Passage to read:
Thrive after the cultural revolution
The cultural revolution and the misdeeds of the gang of four are deep wounds that the older generation of Chinese continue to nurse. I was told that many Shanghainese like to cook three male crabs and one female crab together to represent boiling Mao Zhedong, and his three cronies Zhang Chunqiao, Wang Hongwen, and Jiang Qing.
Nevertheless, as difficult as it was for the lost generation during the Cultural Revolution, they are alive and well, albeit slightly bewildered. Friday night, Michael, Christine and I went to the Peace Hotel (Wo Ping Fan Dian) to watch the Old Jazz Band play. All in their 70s and 80s, these musicians sport my grandfather’s quiet demeanor but play jazz music passionately. Can you imagine an old Chinese dude in a tux, all straight faced, shaking his hips and playing the maracas? Christine and I suspect that when these musicians were forced to do farm labor during the cultural revolution, they must have buried their instruments in a hole, only to dig them up in 1978 to regroup in the Peace Hotel, where they have been playing ever since.

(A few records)
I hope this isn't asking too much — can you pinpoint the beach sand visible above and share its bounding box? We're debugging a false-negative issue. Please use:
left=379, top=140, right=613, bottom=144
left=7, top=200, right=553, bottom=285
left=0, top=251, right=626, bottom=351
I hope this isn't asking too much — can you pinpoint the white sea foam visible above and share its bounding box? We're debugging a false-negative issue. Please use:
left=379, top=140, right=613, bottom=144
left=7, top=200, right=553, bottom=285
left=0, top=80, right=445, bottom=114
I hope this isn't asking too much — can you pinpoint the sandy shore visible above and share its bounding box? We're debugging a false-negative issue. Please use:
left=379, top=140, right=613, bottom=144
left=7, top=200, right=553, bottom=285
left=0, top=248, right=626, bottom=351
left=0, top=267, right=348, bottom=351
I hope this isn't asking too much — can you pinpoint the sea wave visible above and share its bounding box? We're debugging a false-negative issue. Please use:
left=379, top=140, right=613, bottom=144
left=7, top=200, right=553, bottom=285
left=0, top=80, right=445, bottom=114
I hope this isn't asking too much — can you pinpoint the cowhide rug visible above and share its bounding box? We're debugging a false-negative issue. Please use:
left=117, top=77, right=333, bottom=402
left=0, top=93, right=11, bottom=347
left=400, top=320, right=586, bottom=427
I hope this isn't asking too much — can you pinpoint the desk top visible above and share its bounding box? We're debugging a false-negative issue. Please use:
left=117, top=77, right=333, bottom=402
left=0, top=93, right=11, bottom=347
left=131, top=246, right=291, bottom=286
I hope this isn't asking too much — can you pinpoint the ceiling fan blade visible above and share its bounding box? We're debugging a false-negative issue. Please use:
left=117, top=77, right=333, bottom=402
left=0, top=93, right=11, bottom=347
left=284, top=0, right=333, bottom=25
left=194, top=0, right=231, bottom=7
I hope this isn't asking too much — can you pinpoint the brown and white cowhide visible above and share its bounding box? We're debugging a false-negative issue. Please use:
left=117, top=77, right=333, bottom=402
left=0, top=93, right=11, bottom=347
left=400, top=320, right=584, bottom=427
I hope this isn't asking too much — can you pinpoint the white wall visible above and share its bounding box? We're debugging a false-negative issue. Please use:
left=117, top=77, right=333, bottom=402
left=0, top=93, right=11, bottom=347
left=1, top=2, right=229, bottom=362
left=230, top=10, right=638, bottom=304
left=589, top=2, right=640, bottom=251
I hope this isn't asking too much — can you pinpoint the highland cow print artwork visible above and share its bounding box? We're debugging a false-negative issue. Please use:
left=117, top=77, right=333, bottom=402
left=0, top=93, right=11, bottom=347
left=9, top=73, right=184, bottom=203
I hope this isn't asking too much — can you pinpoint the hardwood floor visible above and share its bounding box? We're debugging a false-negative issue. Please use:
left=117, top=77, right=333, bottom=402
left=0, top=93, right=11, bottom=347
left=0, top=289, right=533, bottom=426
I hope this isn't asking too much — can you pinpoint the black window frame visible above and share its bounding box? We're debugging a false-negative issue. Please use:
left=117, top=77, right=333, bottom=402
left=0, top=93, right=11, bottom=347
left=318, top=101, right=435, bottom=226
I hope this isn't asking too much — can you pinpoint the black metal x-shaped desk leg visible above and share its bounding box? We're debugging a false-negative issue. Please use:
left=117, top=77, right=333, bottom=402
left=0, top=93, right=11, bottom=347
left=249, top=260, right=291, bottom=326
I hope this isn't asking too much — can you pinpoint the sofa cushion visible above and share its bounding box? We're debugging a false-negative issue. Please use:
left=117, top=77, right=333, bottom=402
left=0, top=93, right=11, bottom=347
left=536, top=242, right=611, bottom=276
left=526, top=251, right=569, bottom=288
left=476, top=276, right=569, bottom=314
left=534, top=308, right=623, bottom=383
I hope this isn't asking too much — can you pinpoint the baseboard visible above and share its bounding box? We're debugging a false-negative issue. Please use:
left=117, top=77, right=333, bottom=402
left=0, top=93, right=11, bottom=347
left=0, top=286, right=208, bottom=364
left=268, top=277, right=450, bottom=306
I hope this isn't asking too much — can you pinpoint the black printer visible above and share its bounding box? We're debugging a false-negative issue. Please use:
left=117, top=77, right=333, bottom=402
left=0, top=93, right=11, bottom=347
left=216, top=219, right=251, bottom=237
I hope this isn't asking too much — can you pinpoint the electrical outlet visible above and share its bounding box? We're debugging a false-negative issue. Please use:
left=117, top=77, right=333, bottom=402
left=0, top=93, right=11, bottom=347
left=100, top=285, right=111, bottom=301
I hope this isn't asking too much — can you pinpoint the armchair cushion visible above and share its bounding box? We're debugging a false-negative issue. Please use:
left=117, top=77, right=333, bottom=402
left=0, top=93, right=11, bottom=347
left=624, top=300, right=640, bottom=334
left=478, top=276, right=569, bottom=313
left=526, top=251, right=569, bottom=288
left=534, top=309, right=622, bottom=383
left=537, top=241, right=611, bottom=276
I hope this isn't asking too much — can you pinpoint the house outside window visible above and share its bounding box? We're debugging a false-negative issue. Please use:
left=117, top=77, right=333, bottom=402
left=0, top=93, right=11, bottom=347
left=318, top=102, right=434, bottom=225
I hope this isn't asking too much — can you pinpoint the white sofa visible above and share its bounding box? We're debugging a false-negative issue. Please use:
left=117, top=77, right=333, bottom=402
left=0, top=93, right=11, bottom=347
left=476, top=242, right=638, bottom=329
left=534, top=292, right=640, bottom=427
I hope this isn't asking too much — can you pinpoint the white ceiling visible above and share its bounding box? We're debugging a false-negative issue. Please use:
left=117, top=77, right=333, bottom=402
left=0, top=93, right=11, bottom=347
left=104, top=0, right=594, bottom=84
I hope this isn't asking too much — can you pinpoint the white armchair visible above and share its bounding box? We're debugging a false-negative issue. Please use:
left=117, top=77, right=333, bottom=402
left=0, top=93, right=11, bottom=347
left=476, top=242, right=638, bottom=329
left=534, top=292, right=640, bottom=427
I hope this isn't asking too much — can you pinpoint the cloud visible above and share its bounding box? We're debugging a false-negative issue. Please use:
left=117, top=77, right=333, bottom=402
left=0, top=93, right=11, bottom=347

Exercise task A:
Rewrite the passage on the cultural revolution from "Thrive after the" to "and Jiang Qing.", putting "elder generation" in place of "older generation".
Exercise task B:
Please list the names of the three cronies mentioned in the passage on the cultural revolution.
Exercise task C:
Answer these from the passage on the cultural revolution:
(i) How many male crabs and how many female crabs do many Shanghainese cook together?
(ii) On what night did the group go to the Peace Hotel?
(iii) What ages are the members of the Old Jazz Band?
The records are not needed for any of this work.

Correct result A:
Thrive after the cultural revolution
The cultural revolution and the misdeeds of the gang of four are deep wounds that the elder generation of Chinese continue to nurse. I was told that many Shanghainese like to cook three male crabs and one female crab together to represent boiling Mao Zhedong, and his three cronies Zhang Chunqiao, Wang Hongwen, and Jiang Qing.

Correct result B:
Zhang Chunqiao
Wang Hongwen
Jiang Qing

Correct result C:
(i) Three male crabs and one female crab.
(ii) Friday night.
(iii) They are in their 70s and 80s.